§ **Stated exercise**
Copy the records from the line containing "output [[584, 367]]." through the line containing "[[294, 11], [338, 11], [4, 14], [142, 57]]", substituting "navy helmet" for "blue helmet" and leaving everything else unchanged.

§ **Dataset records**
· · · ·

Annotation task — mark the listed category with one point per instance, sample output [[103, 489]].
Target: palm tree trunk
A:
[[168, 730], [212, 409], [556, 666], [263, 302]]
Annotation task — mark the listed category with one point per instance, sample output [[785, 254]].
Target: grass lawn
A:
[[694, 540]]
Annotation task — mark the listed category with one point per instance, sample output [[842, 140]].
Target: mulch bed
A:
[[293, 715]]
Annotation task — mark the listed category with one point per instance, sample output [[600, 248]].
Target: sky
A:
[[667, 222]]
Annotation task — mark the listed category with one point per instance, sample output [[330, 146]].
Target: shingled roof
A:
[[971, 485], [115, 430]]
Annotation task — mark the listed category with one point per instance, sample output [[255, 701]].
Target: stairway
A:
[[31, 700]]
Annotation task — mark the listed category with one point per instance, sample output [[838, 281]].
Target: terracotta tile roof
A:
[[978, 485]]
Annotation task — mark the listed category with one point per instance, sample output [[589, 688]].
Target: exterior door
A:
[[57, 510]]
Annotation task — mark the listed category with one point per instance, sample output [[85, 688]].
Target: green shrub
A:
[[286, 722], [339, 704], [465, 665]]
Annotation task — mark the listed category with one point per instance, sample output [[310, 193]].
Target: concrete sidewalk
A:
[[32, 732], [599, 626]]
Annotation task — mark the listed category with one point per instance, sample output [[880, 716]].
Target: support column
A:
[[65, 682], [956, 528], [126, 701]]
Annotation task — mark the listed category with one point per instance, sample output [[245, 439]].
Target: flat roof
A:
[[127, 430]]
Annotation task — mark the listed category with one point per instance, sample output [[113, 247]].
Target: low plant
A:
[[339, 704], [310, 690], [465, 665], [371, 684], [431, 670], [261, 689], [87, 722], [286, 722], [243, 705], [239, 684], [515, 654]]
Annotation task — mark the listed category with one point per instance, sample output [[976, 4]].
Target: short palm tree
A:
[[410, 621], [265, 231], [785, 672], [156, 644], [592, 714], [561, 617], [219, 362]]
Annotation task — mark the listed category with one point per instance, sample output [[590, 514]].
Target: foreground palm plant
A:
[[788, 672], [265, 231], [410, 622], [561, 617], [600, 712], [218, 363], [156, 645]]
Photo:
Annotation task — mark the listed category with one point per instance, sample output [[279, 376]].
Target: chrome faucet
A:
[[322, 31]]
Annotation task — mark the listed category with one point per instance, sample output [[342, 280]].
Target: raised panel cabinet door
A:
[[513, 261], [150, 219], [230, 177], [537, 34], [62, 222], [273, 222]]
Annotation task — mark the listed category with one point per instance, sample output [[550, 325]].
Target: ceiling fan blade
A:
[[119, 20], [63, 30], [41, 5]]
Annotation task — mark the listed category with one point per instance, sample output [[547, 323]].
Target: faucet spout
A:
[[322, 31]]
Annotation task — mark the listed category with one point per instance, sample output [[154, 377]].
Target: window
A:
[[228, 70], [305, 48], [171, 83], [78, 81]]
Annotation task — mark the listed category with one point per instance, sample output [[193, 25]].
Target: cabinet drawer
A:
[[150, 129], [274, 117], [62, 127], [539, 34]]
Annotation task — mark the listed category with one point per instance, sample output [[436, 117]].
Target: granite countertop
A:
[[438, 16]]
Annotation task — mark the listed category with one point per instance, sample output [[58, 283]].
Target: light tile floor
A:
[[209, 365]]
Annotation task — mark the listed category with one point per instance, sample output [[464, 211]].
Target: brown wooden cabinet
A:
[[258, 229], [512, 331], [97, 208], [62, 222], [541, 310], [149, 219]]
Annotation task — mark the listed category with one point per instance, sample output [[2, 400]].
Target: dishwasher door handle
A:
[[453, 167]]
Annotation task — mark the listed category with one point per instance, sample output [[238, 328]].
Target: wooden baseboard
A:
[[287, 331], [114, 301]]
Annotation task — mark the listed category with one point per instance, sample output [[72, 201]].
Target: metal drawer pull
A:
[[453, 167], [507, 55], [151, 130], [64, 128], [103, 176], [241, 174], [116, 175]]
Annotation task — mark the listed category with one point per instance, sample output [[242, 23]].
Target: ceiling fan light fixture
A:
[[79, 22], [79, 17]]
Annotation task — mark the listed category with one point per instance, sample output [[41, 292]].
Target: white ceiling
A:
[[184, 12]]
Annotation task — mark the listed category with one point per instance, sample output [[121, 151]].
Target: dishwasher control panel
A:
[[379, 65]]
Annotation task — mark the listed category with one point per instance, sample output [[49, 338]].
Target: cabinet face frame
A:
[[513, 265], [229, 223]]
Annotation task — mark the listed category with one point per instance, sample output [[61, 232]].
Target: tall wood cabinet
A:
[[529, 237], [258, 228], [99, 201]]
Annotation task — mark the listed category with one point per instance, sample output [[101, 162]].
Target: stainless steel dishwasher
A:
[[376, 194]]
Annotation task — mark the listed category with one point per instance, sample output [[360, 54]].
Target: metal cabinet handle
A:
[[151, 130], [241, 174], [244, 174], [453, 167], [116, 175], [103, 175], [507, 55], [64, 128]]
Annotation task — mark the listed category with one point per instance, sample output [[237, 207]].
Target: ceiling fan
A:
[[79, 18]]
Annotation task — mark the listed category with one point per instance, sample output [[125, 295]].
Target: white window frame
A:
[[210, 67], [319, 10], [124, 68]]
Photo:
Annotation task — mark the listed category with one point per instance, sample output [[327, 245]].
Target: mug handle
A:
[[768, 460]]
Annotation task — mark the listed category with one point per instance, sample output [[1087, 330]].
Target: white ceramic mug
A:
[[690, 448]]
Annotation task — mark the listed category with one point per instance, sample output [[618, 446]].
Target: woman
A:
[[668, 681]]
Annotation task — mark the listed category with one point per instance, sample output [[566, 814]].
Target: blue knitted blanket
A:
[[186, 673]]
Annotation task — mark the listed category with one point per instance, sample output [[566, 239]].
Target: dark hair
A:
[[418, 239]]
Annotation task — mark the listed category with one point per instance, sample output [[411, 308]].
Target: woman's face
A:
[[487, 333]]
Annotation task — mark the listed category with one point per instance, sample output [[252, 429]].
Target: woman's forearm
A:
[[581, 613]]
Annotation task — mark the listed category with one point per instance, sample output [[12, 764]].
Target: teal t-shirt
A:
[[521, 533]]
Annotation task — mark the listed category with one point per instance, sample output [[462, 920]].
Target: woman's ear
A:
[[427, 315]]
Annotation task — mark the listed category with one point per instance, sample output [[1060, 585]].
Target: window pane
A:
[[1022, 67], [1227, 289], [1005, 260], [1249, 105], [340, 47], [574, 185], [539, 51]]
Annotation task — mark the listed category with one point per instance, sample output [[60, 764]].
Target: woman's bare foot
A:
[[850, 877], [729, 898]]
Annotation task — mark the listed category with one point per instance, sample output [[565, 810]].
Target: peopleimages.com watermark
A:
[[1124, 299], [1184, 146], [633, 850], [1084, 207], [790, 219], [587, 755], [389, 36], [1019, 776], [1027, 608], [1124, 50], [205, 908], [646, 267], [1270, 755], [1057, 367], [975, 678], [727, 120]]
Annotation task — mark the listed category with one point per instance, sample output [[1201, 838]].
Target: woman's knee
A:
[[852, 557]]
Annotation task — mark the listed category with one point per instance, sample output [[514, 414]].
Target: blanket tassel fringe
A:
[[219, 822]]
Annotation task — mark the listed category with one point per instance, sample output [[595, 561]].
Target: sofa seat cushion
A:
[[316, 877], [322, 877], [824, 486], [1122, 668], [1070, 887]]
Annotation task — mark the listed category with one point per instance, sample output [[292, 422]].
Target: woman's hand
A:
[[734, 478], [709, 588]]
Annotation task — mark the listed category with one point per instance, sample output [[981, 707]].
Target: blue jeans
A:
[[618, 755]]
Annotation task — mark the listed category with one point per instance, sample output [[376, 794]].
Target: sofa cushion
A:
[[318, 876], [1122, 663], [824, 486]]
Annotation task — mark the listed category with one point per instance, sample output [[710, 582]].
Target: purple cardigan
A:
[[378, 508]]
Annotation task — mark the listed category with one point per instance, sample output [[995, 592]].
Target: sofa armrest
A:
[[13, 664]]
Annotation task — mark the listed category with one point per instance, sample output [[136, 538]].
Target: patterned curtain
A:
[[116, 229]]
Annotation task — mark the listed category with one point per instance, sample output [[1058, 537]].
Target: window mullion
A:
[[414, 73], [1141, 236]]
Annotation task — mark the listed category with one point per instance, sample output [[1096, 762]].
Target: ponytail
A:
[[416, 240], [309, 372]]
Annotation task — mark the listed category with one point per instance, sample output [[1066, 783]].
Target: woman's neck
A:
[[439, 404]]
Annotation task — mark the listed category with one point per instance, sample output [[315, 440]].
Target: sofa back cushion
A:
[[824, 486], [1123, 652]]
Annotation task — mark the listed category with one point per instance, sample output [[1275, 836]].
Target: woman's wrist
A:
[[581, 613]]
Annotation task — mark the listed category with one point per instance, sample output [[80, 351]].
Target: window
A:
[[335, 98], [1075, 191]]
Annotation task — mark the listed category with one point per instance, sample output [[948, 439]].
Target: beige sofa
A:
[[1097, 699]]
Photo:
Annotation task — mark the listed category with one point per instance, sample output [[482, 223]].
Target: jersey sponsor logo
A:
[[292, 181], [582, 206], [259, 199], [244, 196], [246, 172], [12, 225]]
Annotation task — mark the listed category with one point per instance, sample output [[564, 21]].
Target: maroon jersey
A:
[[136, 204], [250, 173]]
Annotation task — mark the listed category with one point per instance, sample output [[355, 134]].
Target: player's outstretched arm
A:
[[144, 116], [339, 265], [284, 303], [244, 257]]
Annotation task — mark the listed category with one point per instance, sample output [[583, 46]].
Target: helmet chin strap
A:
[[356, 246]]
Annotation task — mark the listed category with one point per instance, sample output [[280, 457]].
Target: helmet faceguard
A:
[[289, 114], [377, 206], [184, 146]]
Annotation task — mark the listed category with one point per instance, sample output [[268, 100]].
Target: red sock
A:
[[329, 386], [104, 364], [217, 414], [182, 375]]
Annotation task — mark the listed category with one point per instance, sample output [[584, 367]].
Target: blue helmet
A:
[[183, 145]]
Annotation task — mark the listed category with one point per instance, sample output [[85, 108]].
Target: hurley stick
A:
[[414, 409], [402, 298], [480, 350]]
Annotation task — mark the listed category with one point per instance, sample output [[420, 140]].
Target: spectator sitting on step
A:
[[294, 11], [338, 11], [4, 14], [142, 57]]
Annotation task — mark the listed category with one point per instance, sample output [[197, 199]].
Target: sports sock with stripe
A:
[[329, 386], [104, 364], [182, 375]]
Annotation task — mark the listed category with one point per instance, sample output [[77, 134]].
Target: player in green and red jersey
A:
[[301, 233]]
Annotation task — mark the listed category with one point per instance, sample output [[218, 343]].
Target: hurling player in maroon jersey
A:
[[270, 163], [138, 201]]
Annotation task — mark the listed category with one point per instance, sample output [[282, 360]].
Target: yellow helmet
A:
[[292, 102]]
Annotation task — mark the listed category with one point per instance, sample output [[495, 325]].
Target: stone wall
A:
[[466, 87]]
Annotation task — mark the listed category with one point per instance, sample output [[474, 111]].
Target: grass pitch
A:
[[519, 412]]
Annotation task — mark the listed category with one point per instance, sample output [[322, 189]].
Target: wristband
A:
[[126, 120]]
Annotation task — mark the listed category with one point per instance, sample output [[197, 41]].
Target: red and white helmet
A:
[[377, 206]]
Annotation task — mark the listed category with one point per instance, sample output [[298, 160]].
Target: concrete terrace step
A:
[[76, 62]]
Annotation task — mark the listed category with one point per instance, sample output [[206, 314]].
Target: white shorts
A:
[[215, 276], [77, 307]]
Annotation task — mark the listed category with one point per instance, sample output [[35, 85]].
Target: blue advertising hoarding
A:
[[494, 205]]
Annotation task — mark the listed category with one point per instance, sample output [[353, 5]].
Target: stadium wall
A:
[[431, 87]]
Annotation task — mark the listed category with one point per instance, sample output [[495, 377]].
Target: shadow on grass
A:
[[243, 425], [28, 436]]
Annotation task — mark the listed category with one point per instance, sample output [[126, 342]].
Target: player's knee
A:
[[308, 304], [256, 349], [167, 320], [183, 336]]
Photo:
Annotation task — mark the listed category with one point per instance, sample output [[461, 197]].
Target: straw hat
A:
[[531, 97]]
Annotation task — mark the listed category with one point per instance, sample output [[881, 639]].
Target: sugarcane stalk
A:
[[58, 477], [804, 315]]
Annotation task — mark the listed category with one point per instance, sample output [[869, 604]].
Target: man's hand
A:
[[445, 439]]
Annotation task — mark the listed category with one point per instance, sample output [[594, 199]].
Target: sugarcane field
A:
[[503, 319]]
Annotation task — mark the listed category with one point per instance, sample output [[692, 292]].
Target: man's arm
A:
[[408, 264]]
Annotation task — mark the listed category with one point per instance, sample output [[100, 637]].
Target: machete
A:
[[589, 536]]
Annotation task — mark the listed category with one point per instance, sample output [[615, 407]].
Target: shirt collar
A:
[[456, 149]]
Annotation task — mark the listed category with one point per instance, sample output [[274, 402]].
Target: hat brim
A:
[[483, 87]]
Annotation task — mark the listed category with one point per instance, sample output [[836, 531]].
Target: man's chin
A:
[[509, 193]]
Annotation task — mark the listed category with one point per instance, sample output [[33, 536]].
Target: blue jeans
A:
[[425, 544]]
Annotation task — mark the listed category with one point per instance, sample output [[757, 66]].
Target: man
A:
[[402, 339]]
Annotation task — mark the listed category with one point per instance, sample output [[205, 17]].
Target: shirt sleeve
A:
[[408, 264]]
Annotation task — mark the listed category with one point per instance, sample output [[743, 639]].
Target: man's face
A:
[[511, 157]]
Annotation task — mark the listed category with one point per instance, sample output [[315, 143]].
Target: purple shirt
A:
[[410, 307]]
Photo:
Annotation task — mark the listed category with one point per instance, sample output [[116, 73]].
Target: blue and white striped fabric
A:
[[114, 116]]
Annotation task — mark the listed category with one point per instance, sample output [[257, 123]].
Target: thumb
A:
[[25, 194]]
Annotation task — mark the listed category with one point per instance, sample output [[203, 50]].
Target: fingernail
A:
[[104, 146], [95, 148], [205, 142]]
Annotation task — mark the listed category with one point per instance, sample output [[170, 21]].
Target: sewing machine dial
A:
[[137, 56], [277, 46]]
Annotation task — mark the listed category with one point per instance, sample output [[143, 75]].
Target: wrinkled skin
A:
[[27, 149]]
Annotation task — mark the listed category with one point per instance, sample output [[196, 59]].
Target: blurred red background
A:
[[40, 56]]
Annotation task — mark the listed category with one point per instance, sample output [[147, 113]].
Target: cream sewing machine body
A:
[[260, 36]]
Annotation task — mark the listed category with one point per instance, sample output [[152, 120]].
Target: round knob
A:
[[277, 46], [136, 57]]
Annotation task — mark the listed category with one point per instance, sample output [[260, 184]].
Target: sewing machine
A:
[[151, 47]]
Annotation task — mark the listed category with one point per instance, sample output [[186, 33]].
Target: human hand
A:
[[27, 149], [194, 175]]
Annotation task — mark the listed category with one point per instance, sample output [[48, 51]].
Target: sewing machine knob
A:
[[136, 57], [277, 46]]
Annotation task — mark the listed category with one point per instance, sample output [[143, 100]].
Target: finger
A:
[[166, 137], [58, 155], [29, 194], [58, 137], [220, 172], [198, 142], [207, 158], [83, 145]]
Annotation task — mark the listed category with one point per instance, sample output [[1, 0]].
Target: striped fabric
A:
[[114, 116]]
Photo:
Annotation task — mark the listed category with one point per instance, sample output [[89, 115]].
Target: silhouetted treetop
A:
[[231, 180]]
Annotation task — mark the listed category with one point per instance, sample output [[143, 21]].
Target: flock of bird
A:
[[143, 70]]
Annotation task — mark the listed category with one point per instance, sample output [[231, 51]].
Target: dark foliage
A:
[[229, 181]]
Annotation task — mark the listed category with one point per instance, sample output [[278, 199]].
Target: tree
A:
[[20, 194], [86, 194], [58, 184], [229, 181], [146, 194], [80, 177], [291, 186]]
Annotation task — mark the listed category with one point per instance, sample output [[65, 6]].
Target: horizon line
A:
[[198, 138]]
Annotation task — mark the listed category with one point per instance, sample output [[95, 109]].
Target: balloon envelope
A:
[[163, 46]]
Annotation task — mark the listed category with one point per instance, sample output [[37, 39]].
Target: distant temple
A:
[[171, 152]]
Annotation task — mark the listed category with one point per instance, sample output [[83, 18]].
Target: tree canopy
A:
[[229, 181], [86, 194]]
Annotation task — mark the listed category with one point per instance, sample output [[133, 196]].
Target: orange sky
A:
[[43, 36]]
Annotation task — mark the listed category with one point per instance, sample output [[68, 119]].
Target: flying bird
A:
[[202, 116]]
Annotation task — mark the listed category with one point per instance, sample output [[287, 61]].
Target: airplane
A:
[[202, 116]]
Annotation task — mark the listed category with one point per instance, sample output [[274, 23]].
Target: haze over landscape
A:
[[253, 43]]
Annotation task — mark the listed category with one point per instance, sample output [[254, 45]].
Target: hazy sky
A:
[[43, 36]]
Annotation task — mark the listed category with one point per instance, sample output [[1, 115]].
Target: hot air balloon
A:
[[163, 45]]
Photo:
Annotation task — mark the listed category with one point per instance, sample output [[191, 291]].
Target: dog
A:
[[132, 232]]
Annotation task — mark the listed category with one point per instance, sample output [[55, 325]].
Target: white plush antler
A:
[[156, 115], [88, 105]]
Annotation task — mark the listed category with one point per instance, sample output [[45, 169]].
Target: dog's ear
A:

· · · ·

§ **Answer to the problem**
Annotation task — mark the listed category with one point per instance, sample output [[584, 367]].
Target: navy helmet
A:
[[183, 145]]
Annotation task — mark the listed category with one point per instance, sample output [[85, 108]].
Target: hurley stick
A:
[[414, 409], [402, 298], [480, 350]]
Annotation task — mark the listed category with one point per instance, sample output [[420, 140]].
Target: spectator sitting on step
A:
[[294, 11], [338, 11], [4, 14], [142, 57]]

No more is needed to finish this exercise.